Pick out each line in the items below that contains the word "turtle" and copy those lines in full.
┌────────
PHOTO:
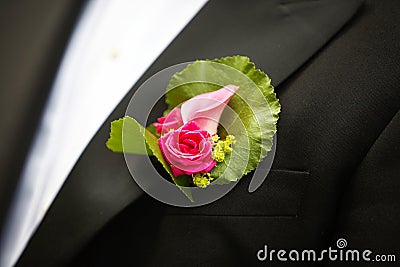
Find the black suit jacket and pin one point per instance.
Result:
(335, 173)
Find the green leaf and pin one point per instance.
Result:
(128, 136)
(131, 145)
(255, 106)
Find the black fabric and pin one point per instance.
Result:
(338, 148)
(337, 120)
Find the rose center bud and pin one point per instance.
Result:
(189, 146)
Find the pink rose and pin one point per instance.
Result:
(188, 150)
(204, 109)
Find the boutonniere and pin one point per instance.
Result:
(219, 124)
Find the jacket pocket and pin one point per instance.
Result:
(281, 194)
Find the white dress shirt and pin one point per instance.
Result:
(113, 44)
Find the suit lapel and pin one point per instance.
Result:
(278, 37)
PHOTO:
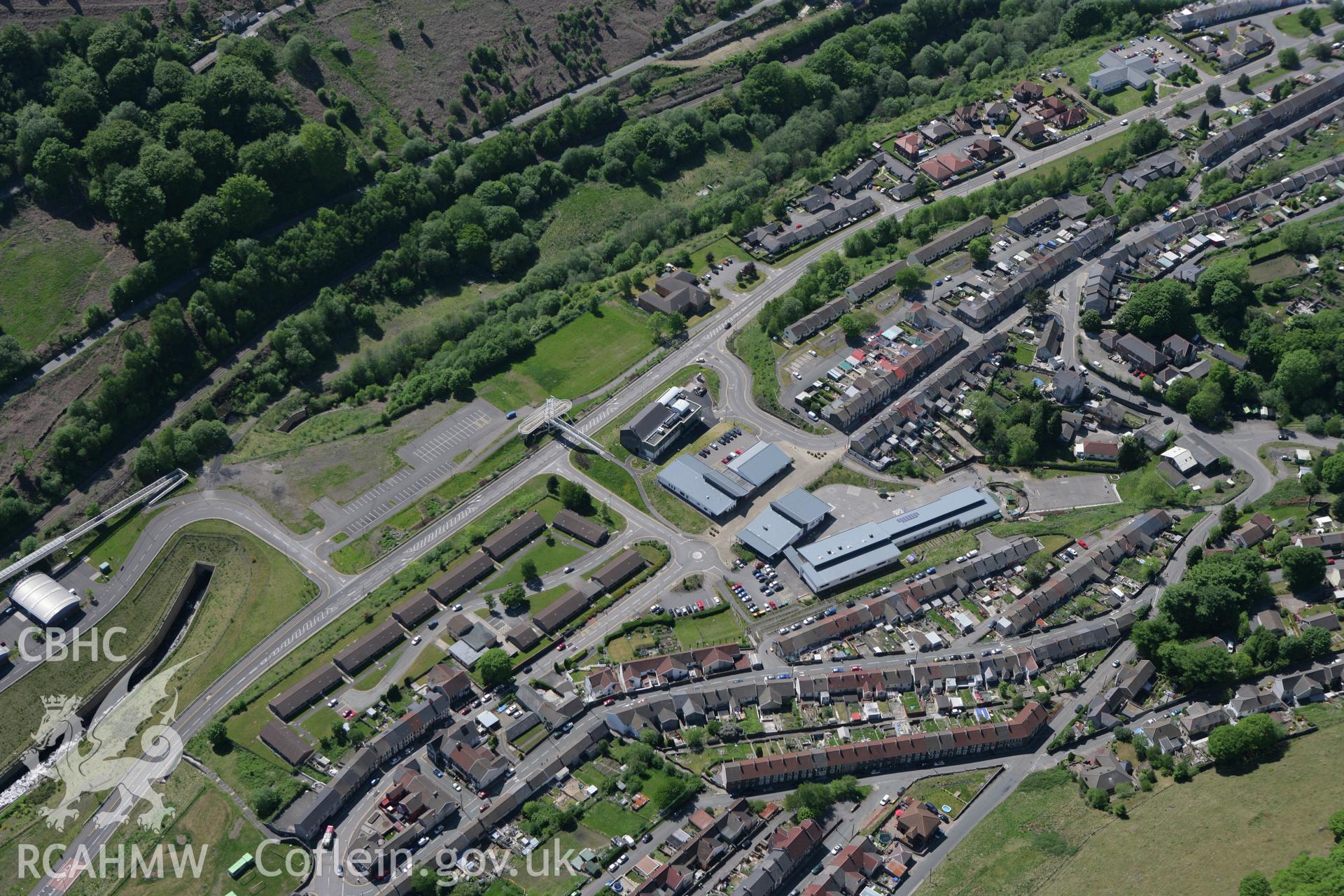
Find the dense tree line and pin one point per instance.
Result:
(463, 213)
(1307, 875)
(109, 115)
(1215, 596)
(1018, 433)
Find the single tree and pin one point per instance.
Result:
(495, 666)
(1303, 567)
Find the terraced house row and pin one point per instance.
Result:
(1094, 564)
(1042, 267)
(905, 602)
(1277, 115)
(889, 378)
(883, 755)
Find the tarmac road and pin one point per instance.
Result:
(337, 593)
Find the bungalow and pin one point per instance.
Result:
(1259, 528)
(1268, 620)
(945, 167)
(1199, 719)
(1179, 349)
(1107, 776)
(920, 827)
(909, 146)
(1097, 449)
(1249, 700)
(1072, 117)
(984, 149)
(937, 132)
(1027, 92)
(1032, 132)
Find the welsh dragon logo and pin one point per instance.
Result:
(94, 763)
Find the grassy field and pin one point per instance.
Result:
(549, 558)
(264, 440)
(113, 543)
(253, 590)
(580, 358)
(721, 248)
(1044, 840)
(1126, 99)
(50, 270)
(1091, 152)
(20, 825)
(209, 821)
(610, 476)
(608, 818)
(705, 631)
(953, 792)
(1292, 24)
(589, 214)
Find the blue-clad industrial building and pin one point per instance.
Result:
(841, 558)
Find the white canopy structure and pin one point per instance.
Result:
(42, 598)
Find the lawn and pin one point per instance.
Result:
(625, 648)
(1044, 840)
(50, 270)
(547, 558)
(581, 358)
(528, 739)
(706, 631)
(559, 881)
(721, 248)
(762, 355)
(252, 592)
(608, 818)
(1089, 150)
(115, 543)
(589, 214)
(610, 476)
(1126, 99)
(1292, 24)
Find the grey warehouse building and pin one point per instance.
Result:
(715, 492)
(866, 548)
(784, 522)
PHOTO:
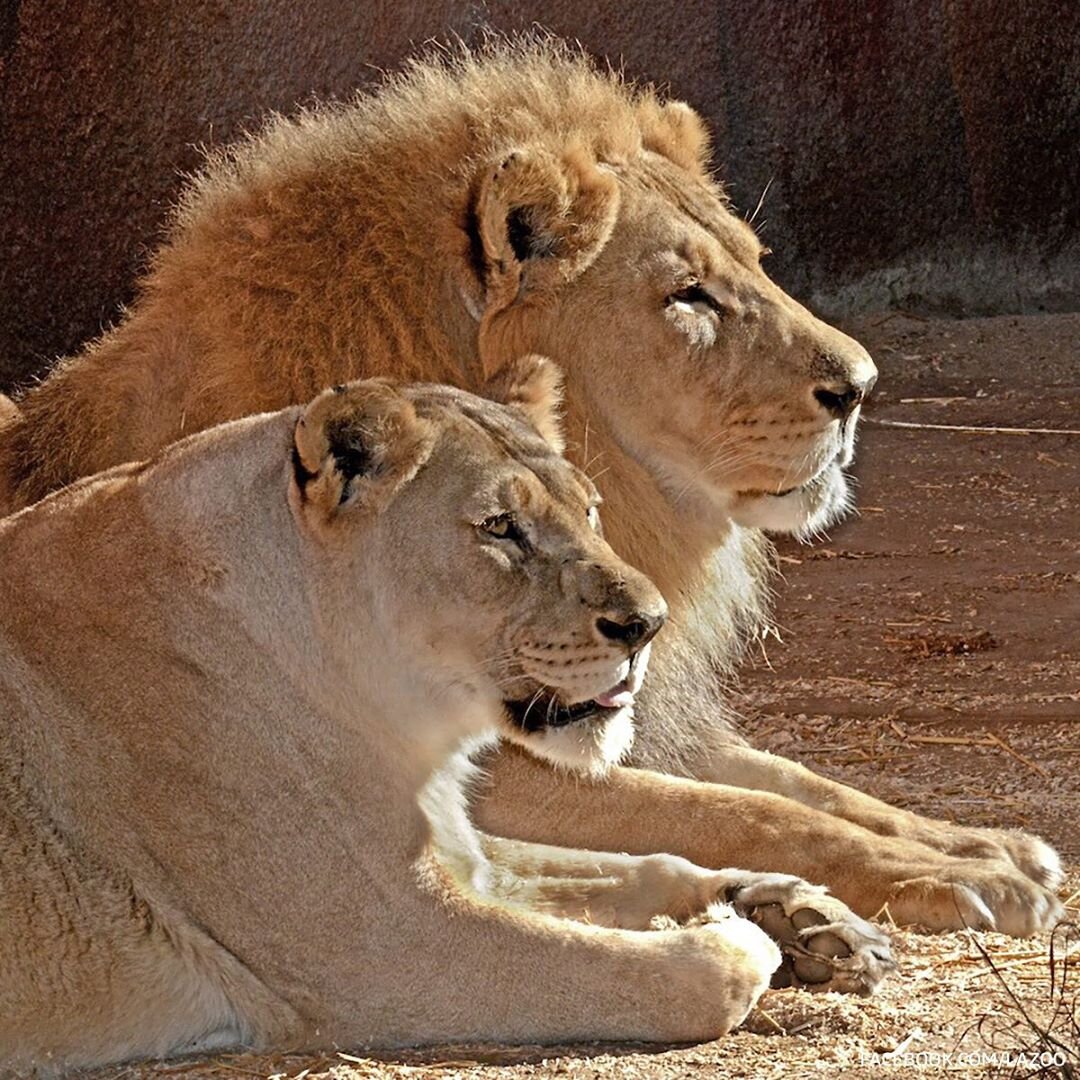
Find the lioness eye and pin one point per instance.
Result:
(503, 527)
(696, 294)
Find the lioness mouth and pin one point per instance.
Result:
(543, 710)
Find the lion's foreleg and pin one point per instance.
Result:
(743, 767)
(715, 825)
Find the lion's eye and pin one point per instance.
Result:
(503, 527)
(694, 295)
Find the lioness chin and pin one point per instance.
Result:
(513, 201)
(238, 688)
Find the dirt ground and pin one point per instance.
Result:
(927, 651)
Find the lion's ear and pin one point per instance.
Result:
(535, 386)
(353, 448)
(674, 130)
(538, 220)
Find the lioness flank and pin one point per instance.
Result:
(478, 207)
(238, 690)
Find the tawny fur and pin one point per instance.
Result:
(493, 204)
(230, 679)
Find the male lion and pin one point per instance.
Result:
(518, 201)
(231, 809)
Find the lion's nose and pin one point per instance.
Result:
(840, 399)
(636, 631)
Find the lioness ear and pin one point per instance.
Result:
(535, 386)
(354, 446)
(538, 220)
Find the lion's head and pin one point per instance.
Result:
(618, 255)
(477, 208)
(488, 550)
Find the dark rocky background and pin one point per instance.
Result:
(922, 153)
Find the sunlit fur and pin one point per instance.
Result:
(379, 237)
(238, 685)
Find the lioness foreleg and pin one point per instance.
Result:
(825, 945)
(716, 825)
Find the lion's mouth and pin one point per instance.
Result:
(543, 710)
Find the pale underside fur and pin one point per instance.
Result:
(240, 687)
(517, 201)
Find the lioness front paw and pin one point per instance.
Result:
(976, 893)
(721, 963)
(824, 944)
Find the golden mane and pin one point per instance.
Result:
(339, 243)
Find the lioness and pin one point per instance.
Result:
(518, 201)
(231, 680)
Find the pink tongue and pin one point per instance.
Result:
(616, 698)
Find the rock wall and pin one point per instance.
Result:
(918, 153)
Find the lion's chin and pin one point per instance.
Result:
(589, 746)
(802, 511)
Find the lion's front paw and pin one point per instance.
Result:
(1031, 856)
(825, 945)
(976, 893)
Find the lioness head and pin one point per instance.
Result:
(490, 545)
(613, 252)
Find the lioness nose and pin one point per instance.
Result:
(840, 399)
(636, 631)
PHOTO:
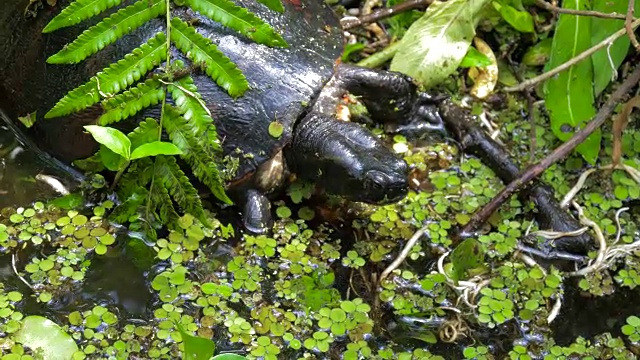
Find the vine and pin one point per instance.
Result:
(149, 181)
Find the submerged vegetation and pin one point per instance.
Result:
(333, 279)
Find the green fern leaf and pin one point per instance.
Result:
(179, 186)
(239, 19)
(161, 205)
(275, 5)
(78, 11)
(116, 77)
(77, 99)
(147, 131)
(202, 162)
(192, 110)
(201, 50)
(134, 65)
(130, 102)
(107, 31)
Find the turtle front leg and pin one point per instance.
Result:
(392, 98)
(256, 214)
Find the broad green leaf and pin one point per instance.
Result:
(468, 255)
(520, 20)
(239, 19)
(147, 131)
(606, 61)
(434, 46)
(107, 31)
(112, 138)
(474, 58)
(195, 347)
(275, 5)
(201, 50)
(569, 95)
(111, 160)
(155, 148)
(78, 11)
(131, 102)
(46, 338)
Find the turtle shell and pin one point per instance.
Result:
(282, 80)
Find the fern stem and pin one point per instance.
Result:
(168, 63)
(119, 175)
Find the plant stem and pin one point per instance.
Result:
(582, 56)
(380, 57)
(119, 175)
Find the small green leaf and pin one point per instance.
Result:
(112, 138)
(475, 58)
(275, 5)
(468, 255)
(520, 20)
(155, 148)
(28, 120)
(538, 54)
(195, 347)
(46, 338)
(276, 129)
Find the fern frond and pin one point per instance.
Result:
(179, 186)
(77, 99)
(192, 110)
(275, 5)
(239, 19)
(161, 205)
(108, 30)
(201, 50)
(131, 101)
(118, 76)
(147, 131)
(78, 11)
(202, 162)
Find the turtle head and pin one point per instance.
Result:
(345, 159)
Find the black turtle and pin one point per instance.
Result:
(299, 86)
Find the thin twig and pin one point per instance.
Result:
(15, 271)
(377, 15)
(559, 153)
(582, 56)
(627, 25)
(554, 9)
(404, 253)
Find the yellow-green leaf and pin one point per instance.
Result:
(569, 95)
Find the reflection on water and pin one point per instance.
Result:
(27, 173)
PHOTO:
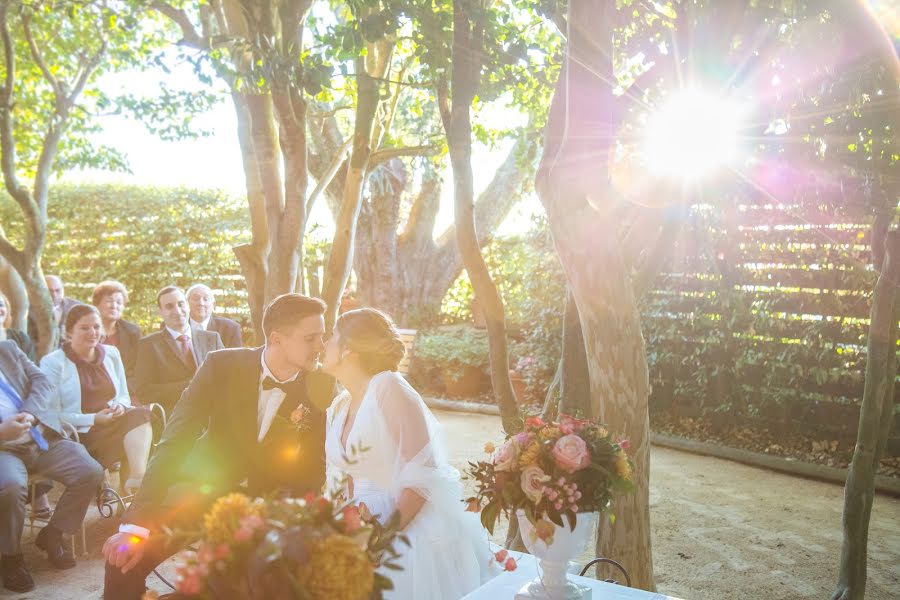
└────────
== In response ==
Find the turtle front leg and pin one point per instance.
Find the turtle shell and pin one point per instance.
Find the turtle head and pin one point per instance.
Find the black turtle and pin one point per instance.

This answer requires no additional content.